◆ **TASK INPUT**:
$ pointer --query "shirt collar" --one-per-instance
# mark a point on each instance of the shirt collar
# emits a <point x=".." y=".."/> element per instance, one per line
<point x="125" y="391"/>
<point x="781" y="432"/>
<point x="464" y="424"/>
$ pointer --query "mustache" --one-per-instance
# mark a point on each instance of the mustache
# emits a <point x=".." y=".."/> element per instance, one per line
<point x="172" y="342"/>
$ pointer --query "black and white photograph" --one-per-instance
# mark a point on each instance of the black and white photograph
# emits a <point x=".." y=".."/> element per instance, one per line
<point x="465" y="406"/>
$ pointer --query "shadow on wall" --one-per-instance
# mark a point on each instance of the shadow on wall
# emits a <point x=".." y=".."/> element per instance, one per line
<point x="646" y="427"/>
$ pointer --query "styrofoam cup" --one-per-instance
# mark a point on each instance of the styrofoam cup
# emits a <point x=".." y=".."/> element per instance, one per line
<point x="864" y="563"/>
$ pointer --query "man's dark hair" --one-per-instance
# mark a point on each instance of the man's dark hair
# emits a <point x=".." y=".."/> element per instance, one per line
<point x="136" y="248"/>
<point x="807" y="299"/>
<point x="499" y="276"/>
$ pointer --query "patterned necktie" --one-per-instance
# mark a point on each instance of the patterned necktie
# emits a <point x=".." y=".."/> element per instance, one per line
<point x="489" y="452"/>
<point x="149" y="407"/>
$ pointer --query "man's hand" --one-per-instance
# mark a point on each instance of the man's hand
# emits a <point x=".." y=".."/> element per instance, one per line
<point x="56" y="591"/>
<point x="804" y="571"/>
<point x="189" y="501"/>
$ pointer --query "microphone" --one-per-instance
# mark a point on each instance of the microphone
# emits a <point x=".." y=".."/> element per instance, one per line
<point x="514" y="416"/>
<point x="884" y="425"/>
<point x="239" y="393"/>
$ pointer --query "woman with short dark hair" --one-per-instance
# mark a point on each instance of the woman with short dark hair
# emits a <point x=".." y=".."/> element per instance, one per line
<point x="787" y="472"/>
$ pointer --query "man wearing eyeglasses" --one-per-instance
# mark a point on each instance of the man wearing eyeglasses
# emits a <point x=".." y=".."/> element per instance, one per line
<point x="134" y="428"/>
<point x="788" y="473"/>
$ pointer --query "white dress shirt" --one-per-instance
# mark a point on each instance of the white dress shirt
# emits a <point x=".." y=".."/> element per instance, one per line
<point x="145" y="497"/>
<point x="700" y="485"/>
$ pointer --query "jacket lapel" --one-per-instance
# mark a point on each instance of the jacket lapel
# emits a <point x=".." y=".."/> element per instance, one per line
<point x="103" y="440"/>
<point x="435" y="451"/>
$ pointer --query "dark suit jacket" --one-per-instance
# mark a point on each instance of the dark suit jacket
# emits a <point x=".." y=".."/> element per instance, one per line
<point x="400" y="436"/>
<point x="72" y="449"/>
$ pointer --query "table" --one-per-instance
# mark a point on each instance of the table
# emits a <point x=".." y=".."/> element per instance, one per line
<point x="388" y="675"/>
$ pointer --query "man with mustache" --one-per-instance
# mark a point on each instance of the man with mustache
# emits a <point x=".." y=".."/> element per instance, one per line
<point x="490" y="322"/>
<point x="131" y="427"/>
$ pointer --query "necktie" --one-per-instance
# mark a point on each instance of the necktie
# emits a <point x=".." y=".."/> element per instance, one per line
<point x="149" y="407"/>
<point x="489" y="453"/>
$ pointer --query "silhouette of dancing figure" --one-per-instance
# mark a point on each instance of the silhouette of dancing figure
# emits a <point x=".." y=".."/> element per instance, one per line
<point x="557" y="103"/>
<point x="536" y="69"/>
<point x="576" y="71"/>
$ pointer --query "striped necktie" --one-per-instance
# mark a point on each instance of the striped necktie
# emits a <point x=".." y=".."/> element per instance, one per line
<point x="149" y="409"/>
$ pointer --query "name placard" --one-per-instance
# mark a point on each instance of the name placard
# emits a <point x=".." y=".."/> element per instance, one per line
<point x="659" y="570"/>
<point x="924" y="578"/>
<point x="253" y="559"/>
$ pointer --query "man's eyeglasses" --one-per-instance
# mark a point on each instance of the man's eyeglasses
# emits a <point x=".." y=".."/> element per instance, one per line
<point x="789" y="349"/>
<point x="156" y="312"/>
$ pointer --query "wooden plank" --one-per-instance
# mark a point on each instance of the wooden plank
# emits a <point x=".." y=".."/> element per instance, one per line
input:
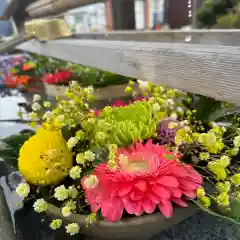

◆ **ABOUT THIS TASK**:
Lines in the data that hold "dark" must be located and copied.

◆ **ANSWER BOX**:
$ pointer --query "man's dark hair" --one-per-instance
# mark a point on each instance of the man's dark hair
$ pointer --query "woman with short dark hair" --one-per-instance
# mark a point on each instance of the woman with short dark hair
$ pointer --query "dark suit jacket" --one-per-instance
# mark a point on each instance of the dark suit jacket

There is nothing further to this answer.